Excerpt:

Medline ® Abstract for Reference 112
of 'Convulsive status epilepticus in adults: Treatment and prognosis'
Treatment of refractory status epilepticus with inhalational anesthetic agents isoflurane and desflurane.
Mirsattari SM, Sharpe MD, Young GB
Arch Neurol. 2004 Aug;61(8):1254-9.
BACKGROUND: Refractory status epilepticus (RSE) is defined as continued seizures after 2 or 3 antiepileptic drugs have failed. Several intravenous agents have been used for RSE; however, problems occur with their toxicity and/or effectiveness.
OBJECTIVE: To report our experience with inhalational anesthesia (IA) in patients who were refractory to other antiepileptic drugs.
DESIGN, SETTING, AND PARTICIPANTS: Retrospective review during a 4-year period of patients with RSE treated with isoflurane and/or desflurane.
MAIN OUTCOME MEASURE: Efficacy of IA on therapy in terminating RSE.

Work request 1:
Answer these questions about the abstract on inhalational anesthetics for refractory status epilepticus:
(a) What definition of refractory status epilepticus does the abstract give?
(b) Which inhalational agents were used to treat the patients?
(c) How long a period did the retrospective review cover?
Work request 2: Carry on the abstract on inhalational anesthetics for refractory status epilepticus, beginning after its final line.

Dataset extract:

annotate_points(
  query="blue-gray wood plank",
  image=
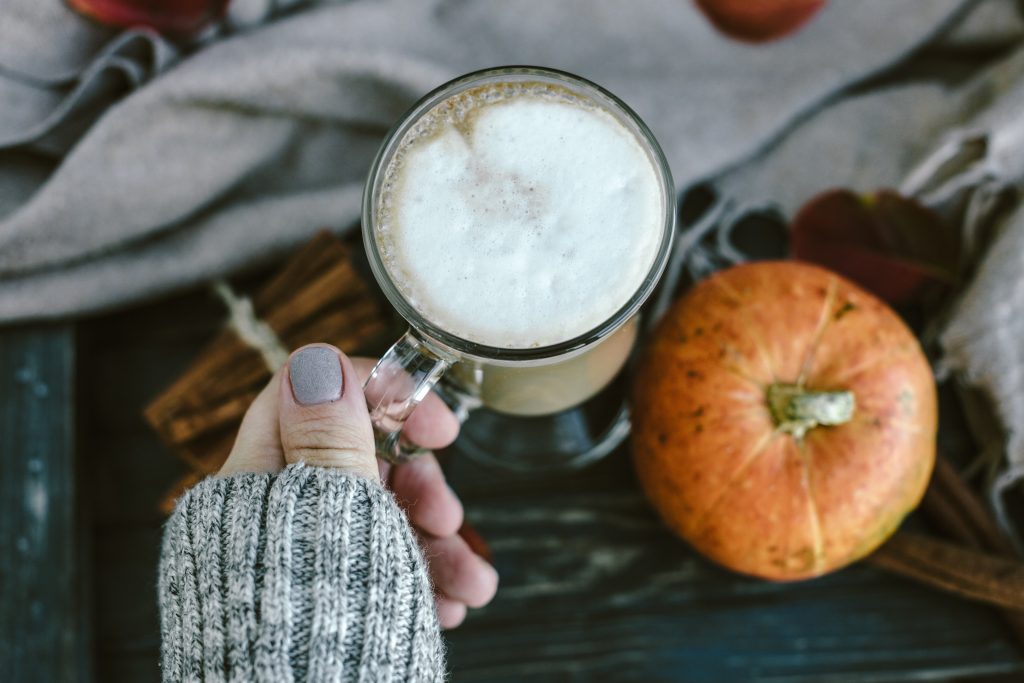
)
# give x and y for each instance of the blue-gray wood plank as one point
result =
(592, 587)
(44, 614)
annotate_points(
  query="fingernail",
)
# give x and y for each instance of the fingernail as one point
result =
(315, 376)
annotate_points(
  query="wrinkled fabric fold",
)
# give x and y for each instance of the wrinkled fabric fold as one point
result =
(270, 115)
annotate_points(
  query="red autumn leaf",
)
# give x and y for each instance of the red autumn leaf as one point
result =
(175, 17)
(891, 245)
(475, 542)
(759, 20)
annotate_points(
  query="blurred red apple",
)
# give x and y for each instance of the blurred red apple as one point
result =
(759, 20)
(175, 17)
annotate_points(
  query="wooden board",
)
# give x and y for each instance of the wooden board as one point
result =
(592, 587)
(44, 600)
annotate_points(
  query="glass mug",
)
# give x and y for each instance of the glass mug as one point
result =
(522, 382)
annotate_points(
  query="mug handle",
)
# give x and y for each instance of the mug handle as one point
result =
(398, 382)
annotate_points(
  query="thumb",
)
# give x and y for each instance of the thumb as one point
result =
(324, 418)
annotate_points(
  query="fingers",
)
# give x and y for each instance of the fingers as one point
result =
(459, 574)
(257, 446)
(431, 425)
(323, 413)
(450, 612)
(421, 489)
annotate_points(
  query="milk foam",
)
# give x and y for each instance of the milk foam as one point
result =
(519, 215)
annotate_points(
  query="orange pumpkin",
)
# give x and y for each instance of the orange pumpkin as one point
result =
(783, 420)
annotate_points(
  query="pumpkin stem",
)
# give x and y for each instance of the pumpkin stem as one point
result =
(797, 410)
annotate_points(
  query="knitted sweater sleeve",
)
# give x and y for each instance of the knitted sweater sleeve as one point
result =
(308, 574)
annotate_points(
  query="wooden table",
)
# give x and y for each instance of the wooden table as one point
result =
(592, 587)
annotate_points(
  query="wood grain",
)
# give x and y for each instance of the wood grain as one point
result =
(44, 615)
(593, 588)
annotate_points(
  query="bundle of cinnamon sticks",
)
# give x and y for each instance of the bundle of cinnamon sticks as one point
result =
(320, 296)
(317, 296)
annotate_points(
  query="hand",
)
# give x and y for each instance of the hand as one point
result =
(279, 430)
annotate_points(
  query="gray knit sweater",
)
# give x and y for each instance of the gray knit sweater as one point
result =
(308, 574)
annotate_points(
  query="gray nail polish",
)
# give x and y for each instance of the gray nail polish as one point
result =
(315, 375)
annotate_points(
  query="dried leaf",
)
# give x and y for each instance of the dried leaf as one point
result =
(891, 245)
(759, 20)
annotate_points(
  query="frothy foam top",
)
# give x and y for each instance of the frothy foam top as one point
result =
(519, 215)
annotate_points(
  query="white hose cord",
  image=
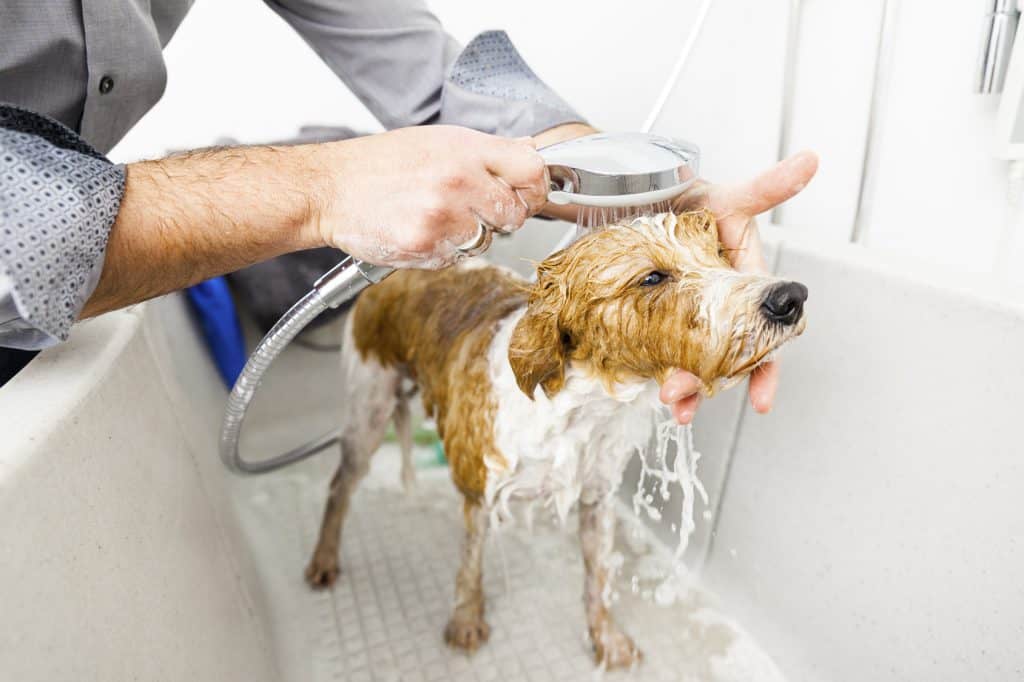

Response 1:
(a) Continued seizures after 2 or 3 antiepileptic drugs have failed.
(b) Isoflurane and/or desflurane.
(c) 4 years.

Response 2:
RESULTS: Seven patients (4 male) aged 17 to 71 years received 7 to 15 (mean, 10) antiepileptic drugs in addition to IAs. The IAs were initiated after 1 to 103 (mean, 19) days of RSE and were used for a mean +/- SD 11 +/- 8.9 days. All patients received isoflurane, and 1 patient in addition received desflurane anesthesia 21 days after the onset of RSE for a total of 19 days. Regardless of seizure type, isoflurane and desflurane consistently stopped epileptic discharges with adequate, sustained electroencephalographic burst suppression within minutes of initiating IA therapy. Four patients had good outcomes, 3 died (1 of acute hemorrhagic leukoencephalitis, 1 of bowel infarction, and 1 of toxic encephalopathy, who remained in a persistent vegetative state until death 5.5 months after the onset of seizures). Complications during IA therapy included hypotension (7/7), atelectasis (7/7), infections (5/7), paralytic ileus (3/7), and deep venous thrombosis (2/7). No patient developed renal or hepatic dysfunction.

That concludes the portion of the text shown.